Задания:
[A] Кратко перескажи списком абзац из текста о «Бродячей собаке», который начинается словами «Бывал тут Игорь Северянин». Главные факты сохрани.
[B] Напиши продолжение текста о «Бродячей собаке», начиная сразу после его последнего предложения.

Отрывок текста:
※ ※ ※

В течение дня спорили, проповедовали, манифестировали в «Аполлоне», по ночам продолжали то же самое в «Бродячей собаке». И там и тут пылкое изъявление новой художественной воли. «Собаку» без преувеличения можно назвать родильным домом многих знаменитых “измов”. Родился ли здесь акмеизм, утверждать не берусь, но без «Собаки» он, несомненно, не смог бы так быстро распространиться. Футуризм и эгофутуризм тоже здесь явились на свет.

С кем только не ссорился и не братался я в тех “собачьих” препирательствах о поэзии!

Бывал тут Игорь Северянин, почти мой ровесник, отец эгофутуристов. Настоящая фамилия его Лотарев, и он был в отдалённом родстве с Карамзиным; Северянин — человек с Севера — его псевдоним. Породила его на свет, с необыкновенным шумом, чета Сологубов. Название его первого сборника стихотворений — «Громокипящий кубок» — взято из Тютчева.

У Северянина был успех, как ни у кого, при этом всё у него было смесью элегантного китча с романтической экзотикой и порой прямо-таки ошеломительными неологизмами. Волна какой-то совсем нерусской истерии несла его с эстрады на эстраду. Читал он и у нас. А после, ночью, я, ассистируемый Кузминым и другом моим Израилевичем, казнил его по всем правилам экзекуции. Он выдержал казнь с великолепным достоинством.

Он был высок, широкоплеч, выглядел немного а lа Оскар Уайльд. Несокрушимый пропагандист себя самого, он ради успеха шагал по трупам, что было так непривычно тогда и что так обычно теперь. Тщеславен он был как Нарцисс, но вполне обоснованную казнь принял как джентльмен.

※ ※ ※

Выдержки из данных:
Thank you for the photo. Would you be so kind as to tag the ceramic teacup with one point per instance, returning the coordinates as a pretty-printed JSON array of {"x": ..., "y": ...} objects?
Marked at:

※ ※ ※

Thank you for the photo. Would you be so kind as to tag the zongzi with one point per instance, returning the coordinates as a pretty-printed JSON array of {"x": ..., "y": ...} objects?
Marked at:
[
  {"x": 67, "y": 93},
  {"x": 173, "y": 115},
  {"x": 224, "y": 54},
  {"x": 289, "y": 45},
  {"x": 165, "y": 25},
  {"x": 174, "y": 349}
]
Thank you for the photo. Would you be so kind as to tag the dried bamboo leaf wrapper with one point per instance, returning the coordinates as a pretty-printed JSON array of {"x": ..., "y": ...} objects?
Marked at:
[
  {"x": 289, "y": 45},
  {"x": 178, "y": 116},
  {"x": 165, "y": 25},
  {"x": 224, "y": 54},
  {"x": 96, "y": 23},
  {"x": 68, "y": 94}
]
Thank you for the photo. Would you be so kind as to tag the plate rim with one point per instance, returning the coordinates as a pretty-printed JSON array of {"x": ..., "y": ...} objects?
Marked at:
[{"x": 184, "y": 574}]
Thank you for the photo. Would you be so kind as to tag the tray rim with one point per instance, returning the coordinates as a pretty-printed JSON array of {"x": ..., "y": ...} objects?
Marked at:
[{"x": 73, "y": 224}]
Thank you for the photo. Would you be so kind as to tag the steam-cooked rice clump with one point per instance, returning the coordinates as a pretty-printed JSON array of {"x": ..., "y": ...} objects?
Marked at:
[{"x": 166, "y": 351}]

※ ※ ※

Ответы:
[A]
- В «Собаке» бывал Игорь Северянин, почти ровесник рассказчика и отец эгофутуристов.
- Его настоящая фамилия Лотарев, он был в отдаленном родстве с Карамзиным.
- Северянин — псевдоним, означающий «человек с Севера».
- С большим шумом его «породила на свет» чета Сологубов.
- Название его первого сборника, «Громокипящий кубок», взято из Тютчева.

[B]
Если Северянин стимулировал своё чтение тем, что почти распевал свои стихи на какой-то дешёвенький мотив, то Маринетти, отец футуризма, поддерживал свои вирши руками и ногами. Как же он был высмеян однажды — несмотря на присутствие своих пылких поклонников!

Желтокофтного Маяковского, который в то время, размахивая своей брошюрой «Пощёчина общественному вкусу», изображал футуристического громилу, я в «Собаке» никогда не видел, зато видел немало других причудливо разодетых и не одеколоном пахнущих мальцов, дико вращавших глазами и сплевывавших окурки прямо на пол.

Здесь как-то ночью на исходе осени Брюсов с непрерывно подрагивающим лицом бормотал свои рваные стихи, свидетельствовавшие о явной человеческой трагедии. Здесь Андрей Белый, которому мы совсем не понравились, читал, ужасно гримасничая и раскачиваясь так, что однажды свалился с эстрады на сидевшую внизу глубоко декольтированную даму.

И здесь я познакомился с Анной Ахматовой — через полгода после её свадьбы с Гумилёвым. Гумми, знавший, насколько она талантлива, делал тогда всё, чтобы развеять её мечты и стремления. Он, вскинутый временем и своим честолюбием на самую вершину в ореоле нового мэтра, поносил её стихи, издевался над ними, обрекая поэтессу на крестные муки. Свои произведения она не смела даже показывать кому-нибудь, не говоря о том, чтобы их читать с эстрады.

Маковский, наш жизнелюбивый шеф, тем временем тоже женился, хотя и тут не обошлось без трагедии. В Москве он познакомился с женой молодого Ходасевича, редкостной красавицей, но, вероятно, холодноватой натурой. Фрау Марина бросила своего поэта и после некоторых осложнений вышла замуж за нашего красавца Сергея Константиновича.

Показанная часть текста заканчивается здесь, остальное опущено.